[ÉNONCÉ DU PROBLÈME A]: Traduisez en anglais la phrase suivante, tirée du texte sur la pollution de l'air : « Les effets des polluants de l’air sur la santé végétale et animale sont encore mal connus. »
[ÉNONCÉ DU PROBLÈME B]: Reproduisez à l'identique le passage du texte sur la pollution de l'air qui va de « Mettre en place une vraie » à « pour les diesels. ».
══ TEXTE CITÉ
Pourtant, le seul coût économique de l’impact sanitaire est compris entre 68 et 97 milliards d’euros. « Et encore, il reste sous-évalué », souligne la sénatrice EELV de Paris, Leila Aïchi, instigatrice et rapporteure de la commission. De plus, « le coût sanitaire de la pollution de l’air intérieur n’est quasiment jamais intégré ». Impacts de la pollution de l’air intérieur et extérieur se recoupant en partie, la commission n'a pas souhaité l'intégrer à son estimation.
Ces conséquences auxquelles vous ne pensez pas
Les effets des polluants de l’air sur la santé végétale et animale sont encore mal connus. Mais son impact sur l'agriculture peut être estimée maintenant qu'il est prouvé que l’ozone contribue à la baisse de la production des cultures de blé et de soja.
En ville, la pollution aux particules est notamment responsable de la détérioration des façades des bâtiments, autant d'un point de vue esthétique que physique. L’érosion des matériaux, leur sulfatation ou leur carbonatation amènent des coûts d'entretien. Sur les bâtiments anciens, cela peut entraîner la mise en place de mesures de protection des travailleurs exposés au plomb, ce qui peut multiplier jusqu’à dix le budget initialement prévu pour la rénovation de la façade.
De manière générale, réalisant un premier chiffrage avec les données disponibles, complété des dépenses liées aux politiques de prévention et de surveillance de la qualité de l’air, la commission estime ce coût non sanitaire à 4,3 milliards d’euros.
Mettre en place une vraie politique de lutte
Dans son rapport, la commission sénatoriale formule une soixantaine de propositions pour lutter « efficacement » contre ce fléau écologie et économique. Elle recommande de mettre en place une véritable fiscalité écologique, jugée « encore largement théorique en France aujourd’hui », et de renforcer les normes existantes.
Pointé du doigt, évidemment, le parc automobile Français où les véhicules diesel représentent 60 % des voitures en circulation. Elle appelle ainsi le gouvernement à aligner progressivement d’ici à 2020 la fiscalité de l’essence et du gazole, et à permettre la déduction de la TVA aux entreprises s’équipant de véhicules essence ou électriques, comme c’est le cas pour les diesels.
Aussi, la commission met fortement l’accent sur la grande nécessité de soutenir l’innovation pour produire « des ruptures technologiques ». Il s'agirait notamment de favoriser le développement de transports les moins polluants possibles. Elle invite l’Etat à développer les partenariats public-privé, tout comme à lancer un programme d’investissement d’avenir. « Il y a là des opportunités de croissance et d’emplois considérables ».
════
══ ENSEMBLE D'ENTRÉES
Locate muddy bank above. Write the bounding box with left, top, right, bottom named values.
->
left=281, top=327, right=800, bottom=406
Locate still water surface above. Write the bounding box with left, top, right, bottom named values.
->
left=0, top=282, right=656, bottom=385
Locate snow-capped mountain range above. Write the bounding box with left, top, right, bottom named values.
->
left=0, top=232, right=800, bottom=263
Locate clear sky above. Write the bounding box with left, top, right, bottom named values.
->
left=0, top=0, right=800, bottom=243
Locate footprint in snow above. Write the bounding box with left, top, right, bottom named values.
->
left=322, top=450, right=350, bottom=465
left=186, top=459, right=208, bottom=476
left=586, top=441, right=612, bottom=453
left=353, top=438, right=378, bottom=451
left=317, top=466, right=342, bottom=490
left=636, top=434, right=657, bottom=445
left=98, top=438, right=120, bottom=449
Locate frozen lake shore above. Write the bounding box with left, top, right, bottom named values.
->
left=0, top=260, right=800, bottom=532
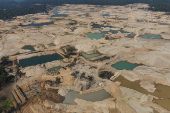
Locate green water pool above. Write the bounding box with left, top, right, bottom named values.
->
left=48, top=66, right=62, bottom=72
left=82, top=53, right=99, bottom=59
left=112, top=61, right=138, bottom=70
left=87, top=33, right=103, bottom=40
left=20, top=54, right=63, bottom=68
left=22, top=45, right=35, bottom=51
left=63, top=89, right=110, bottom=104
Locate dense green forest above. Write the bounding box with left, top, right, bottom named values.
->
════
══ ENSEMBLE D'ENTRÉES
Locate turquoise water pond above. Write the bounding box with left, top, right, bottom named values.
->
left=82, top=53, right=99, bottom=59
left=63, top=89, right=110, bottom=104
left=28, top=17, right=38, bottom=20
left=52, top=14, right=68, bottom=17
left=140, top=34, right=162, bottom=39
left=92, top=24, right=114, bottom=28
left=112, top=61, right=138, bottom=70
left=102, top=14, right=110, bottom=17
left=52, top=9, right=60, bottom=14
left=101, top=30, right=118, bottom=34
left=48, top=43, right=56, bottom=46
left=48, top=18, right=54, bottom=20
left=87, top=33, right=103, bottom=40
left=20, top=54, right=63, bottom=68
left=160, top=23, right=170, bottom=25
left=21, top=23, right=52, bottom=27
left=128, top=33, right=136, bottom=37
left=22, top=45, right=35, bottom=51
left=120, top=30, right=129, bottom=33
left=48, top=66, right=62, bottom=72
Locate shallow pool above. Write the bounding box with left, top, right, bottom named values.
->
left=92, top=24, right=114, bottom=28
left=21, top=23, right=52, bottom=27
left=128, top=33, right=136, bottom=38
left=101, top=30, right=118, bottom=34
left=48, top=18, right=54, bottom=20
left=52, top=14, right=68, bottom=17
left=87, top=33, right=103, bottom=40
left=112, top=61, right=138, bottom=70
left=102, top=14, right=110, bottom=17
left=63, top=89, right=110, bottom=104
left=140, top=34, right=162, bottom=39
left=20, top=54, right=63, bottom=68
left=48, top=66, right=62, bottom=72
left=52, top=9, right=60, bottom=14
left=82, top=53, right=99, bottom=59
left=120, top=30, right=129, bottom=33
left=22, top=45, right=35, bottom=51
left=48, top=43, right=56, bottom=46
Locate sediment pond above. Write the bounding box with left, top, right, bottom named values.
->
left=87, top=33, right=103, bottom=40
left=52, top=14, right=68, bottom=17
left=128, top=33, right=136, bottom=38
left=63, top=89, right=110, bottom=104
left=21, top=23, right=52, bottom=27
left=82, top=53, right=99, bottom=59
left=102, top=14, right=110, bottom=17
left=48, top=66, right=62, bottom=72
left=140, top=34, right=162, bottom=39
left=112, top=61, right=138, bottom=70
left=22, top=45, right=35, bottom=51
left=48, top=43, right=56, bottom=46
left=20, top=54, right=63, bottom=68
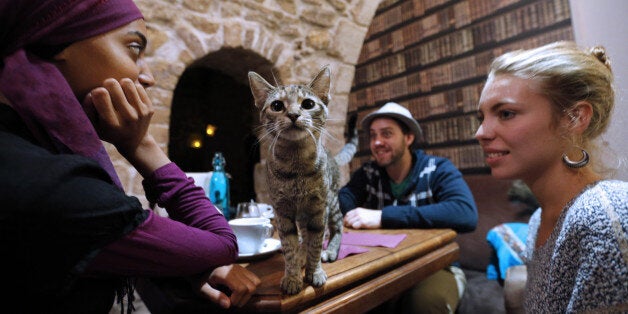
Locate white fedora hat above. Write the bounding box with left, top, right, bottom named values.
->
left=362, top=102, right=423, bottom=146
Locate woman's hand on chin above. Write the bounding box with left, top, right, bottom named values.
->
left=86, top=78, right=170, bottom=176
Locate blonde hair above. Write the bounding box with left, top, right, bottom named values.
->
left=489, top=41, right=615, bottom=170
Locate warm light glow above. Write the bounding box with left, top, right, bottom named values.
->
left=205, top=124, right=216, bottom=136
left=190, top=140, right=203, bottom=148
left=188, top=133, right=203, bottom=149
════
[RÉSULTAT ATTENDU A]: The effects of air pollutants on plant and animal health are still poorly understood.

[RÉSULTAT ATTENDU B]:
Mettre en place une vraie politique de lutte
Dans son rapport, la commission sénatoriale formule une soixantaine de propositions pour lutter « efficacement » contre ce fléau écologie et économique. Elle recommande de mettre en place une véritable fiscalité écologique, jugée « encore largement théorique en France aujourd’hui », et de renforcer les normes existantes.
Pointé du doigt, évidemment, le parc automobile Français où les véhicules diesel représentent 60 % des voitures en circulation. Elle appelle ainsi le gouvernement à aligner progressivement d’ici à 2020 la fiscalité de l’essence et du gazole, et à permettre la déduction de la TVA aux entreprises s’équipant de véhicules essence ou électriques, comme c’est le cas pour les diesels.